**Source passage:**
Confederate descendants refile lawsuit over Georgia monument removal

ATLANTA — The Georgia division of the Sons of Confederate Veterans, the organization’s Lawrenceville chapter and two individual members re-filed a lawsuit this month against Gwinnett County over the removal of a Confederate monument from the Lawrenceville square.

The Sons of Confederate Veterans initially sued the county and each county commissioner last year, alleging the monument’s removal two years ago after a board vote was illegal. The organization withdrew that suit and refiled it against the county alone because the commissioners have sovereign immunity, said Martin O’Toole, spokesman for the state division of the Sons of Confederate Veterans.

O’Toole said the new suit also complies with the Georgia Supreme Court’s ruling in October that “community stakeholders” have standing to sue over the removal of Confederal monuments.

“We’re happy with the Supreme Court ruling because it gives us our day in court,” said O’Toole, who is also a leader of the Charles Martel Society, an Atlanta-based white nationalist organization.

The Georgia Supreme Court dismissed Sons of Confederate Veterans groups from two lawsuits over the removal of monuments in Henry and Newton counties. The Newton lawsuit was allowed to proceed with one resident as the plaintiff.

“Because the Sons of Confederate Veterans groups have not alleged anything resembling community stakeholder status and have alleged no other cognizable injury, they do not have standing,” Justice Nels Peterson said in the written decision.

The previous Gwinnett lawsuit did not attempt to prove the Sons of Confederate Veterans had sufficient community ties to sue, but the new complaint does.

The lawsuit says Major William E. Simmons Camp No. 96, the Lawrenceville-based chapter, has operated continuously since 1898. It includes a long list of the chapter’s local activities, such as regular meetings, services at the East Shadowlawn Memorial Gardens and presentations to historical organizations.

The chapter raised the money and contracted the construction for the Lawrenceville monument, which was erected in 1993. The group paid for subsequent repairs to the monument, including after incidents of vandalism.

**Stored data:**
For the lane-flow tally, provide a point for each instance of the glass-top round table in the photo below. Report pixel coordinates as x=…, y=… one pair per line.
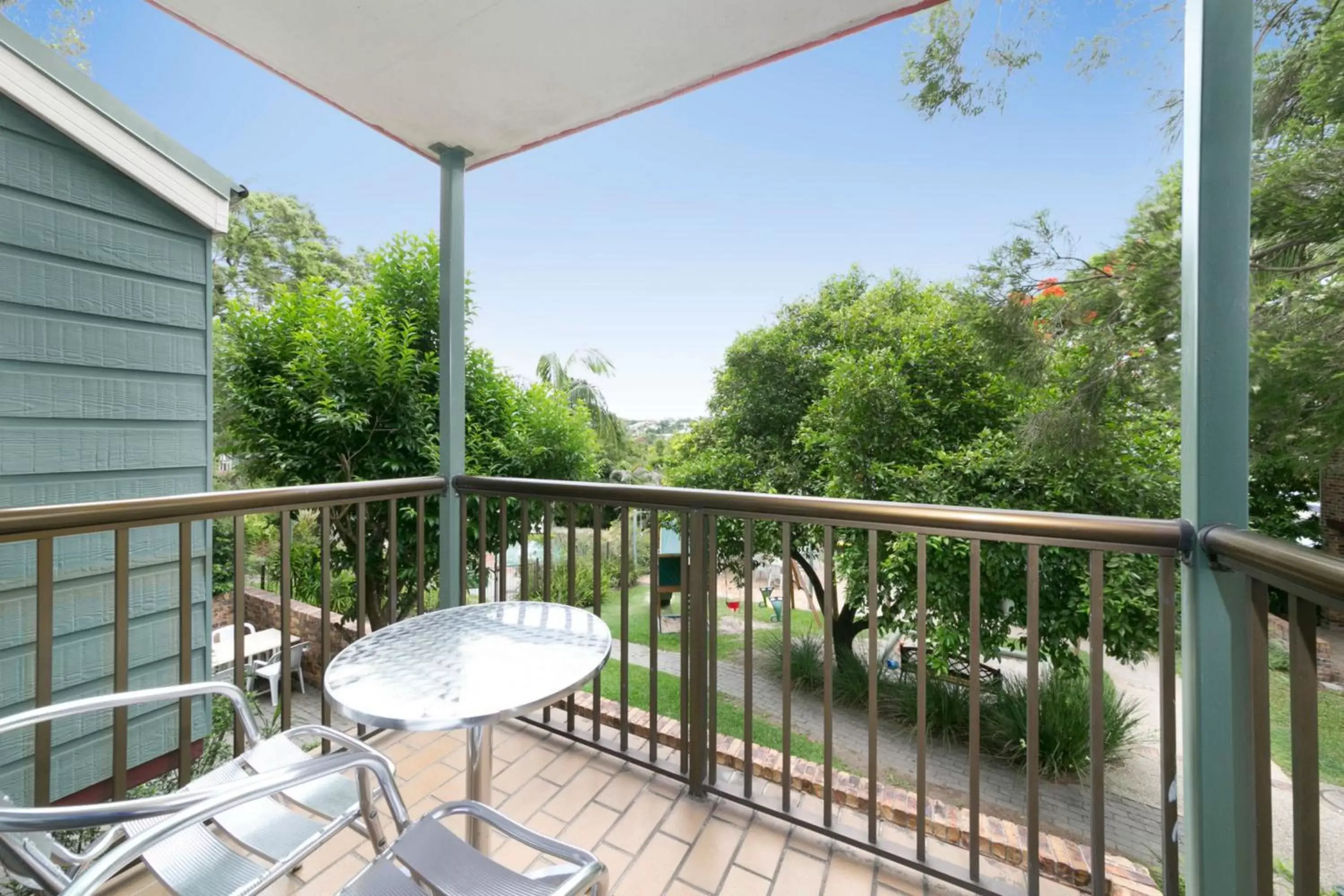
x=468, y=668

**Task set:**
[1] Rewrite everything from "The previous Gwinnett" down to "incidents of vandalism." in the monument lawsuit article, changing "vandalism" to "damage".
[2] Write what comes next in the article on the Gwinnett County monument lawsuit, picking up after its final sentence.
The lines aren't needed for any of this.

**Replies:**
[1]
The previous Gwinnett lawsuit did not attempt to prove the Sons of Confederate Veterans had sufficient community ties to sue, but the new complaint does.

The lawsuit says Major William E. Simmons Camp No. 96, the Lawrenceville-based chapter, has operated continuously since 1898. It includes a long list of the chapter’s local activities, such as regular meetings, services at the East Shadowlawn Memorial Gardens and presentations to historical organizations.

The chapter raised the money and contracted the construction for the Lawrenceville monument, which was erected in 1993. The group paid for subsequent repairs to the monument, including after incidents of damage.

[2]
Two members of Camp No. 96, Wayne Bagwell and Wayne Stancel, are also listed as individual plaintiffs in the new suit, which notes that both men are Gwinnett County taxpayers and registered voters.

Should the court decide that the Sons of Confederate Veterans cannot sue over the Gwinnett monument, the case could still proceed with Bagwell and Stancel, said O’Toole.

“You’re supposed to show you have a stake in the local community,” O’Toole said. “These are not people who are casually passing through.”

Gwinnett County does not comment on pending litigation, said spokeswoman Deborah Tuff, who did not respond to inquiries about the monument’s location. County commissioners two years ago voted to place it in storage.

The monument consists of three granite slabs protruding from a base, similar to a tall gravestone. Carved in the granite are an early Confederate flag, a Confederate soldier, the dates 1861-1865, a quote from Winston Churchill and the words “LEST WE FORGET.”

The Sons of Confederate Veterans say the county violated a state law that restricts the removal of publicly owned historical or military monuments — including those that commemorate the Confederacy — and the removal of privately owned monuments from private property.

The ownership of the Lawrenceville monument became an issue in the previous lawsuit. The Sons of Confederate Veterans say the monument is publicly owned, while the county argued it was on public property but privately owned, and therefore not subject to the law.